§ Direction
Convert the entries below into a two-column CSV with the columns entry_text and answer, one row per entry. Put each entry's text and its answer in its own quoted field, with line breaks replaced by spaces.

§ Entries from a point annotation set
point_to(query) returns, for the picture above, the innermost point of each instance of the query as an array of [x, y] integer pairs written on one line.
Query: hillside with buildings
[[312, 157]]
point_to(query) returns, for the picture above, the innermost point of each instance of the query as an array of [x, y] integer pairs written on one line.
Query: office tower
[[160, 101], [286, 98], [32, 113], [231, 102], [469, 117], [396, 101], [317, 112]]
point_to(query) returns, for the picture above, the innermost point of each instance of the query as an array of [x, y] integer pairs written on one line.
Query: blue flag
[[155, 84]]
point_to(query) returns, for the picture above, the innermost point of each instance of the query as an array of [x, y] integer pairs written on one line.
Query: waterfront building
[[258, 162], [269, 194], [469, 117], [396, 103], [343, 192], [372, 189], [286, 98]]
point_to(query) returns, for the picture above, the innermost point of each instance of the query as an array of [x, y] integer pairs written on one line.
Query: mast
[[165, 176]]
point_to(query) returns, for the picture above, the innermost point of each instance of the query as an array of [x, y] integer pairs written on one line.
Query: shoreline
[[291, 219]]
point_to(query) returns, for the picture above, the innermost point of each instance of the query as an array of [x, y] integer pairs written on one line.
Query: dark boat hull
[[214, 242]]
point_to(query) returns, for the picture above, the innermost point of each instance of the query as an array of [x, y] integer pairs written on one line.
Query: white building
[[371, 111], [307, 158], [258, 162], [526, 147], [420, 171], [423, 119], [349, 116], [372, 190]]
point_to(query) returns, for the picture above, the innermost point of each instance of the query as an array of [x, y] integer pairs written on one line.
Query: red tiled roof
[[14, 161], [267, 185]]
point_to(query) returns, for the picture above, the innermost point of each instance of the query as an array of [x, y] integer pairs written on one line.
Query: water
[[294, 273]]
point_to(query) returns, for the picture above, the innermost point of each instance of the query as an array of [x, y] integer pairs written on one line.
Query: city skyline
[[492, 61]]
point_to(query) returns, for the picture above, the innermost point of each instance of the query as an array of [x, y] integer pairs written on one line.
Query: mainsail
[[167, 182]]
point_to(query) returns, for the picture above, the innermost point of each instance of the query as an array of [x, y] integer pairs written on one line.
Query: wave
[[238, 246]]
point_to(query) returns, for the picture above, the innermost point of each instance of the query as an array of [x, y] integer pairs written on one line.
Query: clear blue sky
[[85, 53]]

§ Finished answer
entry_text,answer
"point_to(query) returns, for the picture above, the innermost point of each instance of the query as an array of [x, y] integer pairs written on one line. Query: hillside with buildings","[[312, 157]]"
"point_to(query) returns, for the picture above, the innermost point of each instance of the query as an array of [x, y] integer pairs written on one line. Query: office tower","[[160, 101], [286, 98], [32, 113], [231, 102], [469, 117], [396, 101], [317, 112]]"
"point_to(query) returns, for the picture above, the innermost point of each instance of the query as an array of [x, y] integer pairs written on one line. Query: blue flag","[[155, 84]]"
"point_to(query) returns, for the picture above, the innermost point of each instance of the query as an array of [x, y] integer pairs written on one line. Query: waterfront building","[[258, 162], [269, 194], [469, 117], [396, 103], [343, 192], [372, 189], [286, 98]]"
"point_to(query) returns, for the picture above, the innermost point of each instance of the query as an array of [x, y] integer pairs written on one line. Query: mast","[[165, 176]]"
"point_to(query) returns, for the picture above, the innermost point of each instance of the query as an array of [x, y] integer pairs written on one line. Query: shoreline","[[291, 219]]"
"point_to(query) returns, for the picture above, the innermost point of each instance of the query as an array of [x, y] integer pairs written on one line. Query: dark boat hull","[[214, 242]]"
"point_to(query) returns, for the picture above, the innermost point of each instance of the query as an array of [x, y] integer pairs written on one line. Query: white building","[[371, 111], [307, 158], [258, 162], [526, 147], [420, 171], [423, 119], [349, 116], [372, 190]]"
"point_to(query) returns, for the picture above, the innermost point of each instance of the query as an array of [x, y] integer pairs written on one line. Query: red tiled roof","[[14, 161], [267, 185]]"
"point_to(query) returns, for the picture above, the innermost point of each instance of the query as an array of [x, y] integer pairs written on one line. Query: water","[[294, 273]]"
"point_to(query) returns, for the picture above, the innermost point of each instance of the query as an array of [x, y] integer pairs written on one line. Query: city skyline","[[492, 61]]"
"point_to(query) returns, for the picture above, the innermost point of each instance of the query as an array of [x, y] integer pairs written on one line. Query: mainsail","[[167, 182]]"
"point_to(query) returns, for the picture above, the innermost point of each instance of the query as an array of [x, y] integer pairs written on one line. Query: wave","[[238, 246]]"
"point_to(query) returns, for the picture above, the innermost point of each instance of the query as an array of [x, y] integer pairs written on one line. Query: clear blue sky","[[85, 53]]"